• _Page_
** Start **

8. We have heard the rival submissions and perused the materials available on record. We find that the essence of the arguments of the assessee before the lower authorities and by ld AR before us are two fold:-
(i) The services under the agreement are not technical or consultancy in nature and
(ii) The services are not made available by the assessee
The arguments of the ld DRP and ld DR before us could be briefly summarized as under:-
(i) The services rendered by the assessee are technical in nature and make available technical knowledge, skill, process etc since the services are capable of being replicated by Outotec India Pvt Ltd through its own personnel
(ii) The meaning of the term ‘make available’ cannot be drawn from the India – US protocol as treaty with one country cannot be interpreted in the light of the treaty with another country.
8.1. We find that the services rendered by the assessee squarely falls within the definition of ‘Fee for Technical Services’ as per the provisions of the Act, on which point there is no dispute by both the sides. The only dispute is whether the same would fall under FTS as per DTAA or not. Although various arguments were advanced by both the sides with regard to inclusion of the term ‘managerial’ in India Finland DTAA , to decide whether the services rendered would fall within the ambit of ‘fee for technical services’ , we deem it fit and appropriate to ignore the same and decide the issue before us by deciding on the basis of ‘make available clause ’ of any technical knowledge, skill etc by applying the DTAA. We find that the ld DRP is harping on the point that the expertise of the assessee which was used in the fields of marketing services which is in its own domain of metal industry will definitely be a technical and consultancy service. This observation is made because according to ld DRP, when marketing information, web content, customized software specific to the group concerns available through WAN –consideration for these payments will definitely be fees for technical services and the information made available to the Indian group concern is clearly capable of replicating the services through its own personnel. Accordingly, the ld DRP concluded that the make available clause is satisfied in the instant case.

** End **

• _Task objective_
Please continue the tribunal passage on fees for technical services from the point where it stops.

Location identification items
** Start **

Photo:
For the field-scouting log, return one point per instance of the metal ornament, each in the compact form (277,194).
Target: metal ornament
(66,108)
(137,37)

** End **

• _Answer_
8.2. At this juncture, it would be pertinent to get into the definition of FTS as per the India Finland Treaty which is reproduced hereunder:-
Article 13 – Royalties and Fees for Technical Services
“4. For the purposes of paragraph 2 of this Article, and subject to paragraph 5, the term ‘fees for technical services’ means payments of any kind of any person in consideration for the rendering of any technical or consultancy services (including the provision of services of technical or other personnel) which;
(a) are ancillary and subsidiary to the application or enjoyment of the right, property or information for which a payment described in sub-paragraph (a) of paragraph 3 of this Article is received; or
(b) are ancillary and subsidiary to the enjoyment of the property for which a payment described in sub-paragraph (b) of paragraph 3 of this Article is received; or
(c) make available technical knowledge, experience, skill, know-how or processes, or consist of the development and transfer of a technical plan or technical design.”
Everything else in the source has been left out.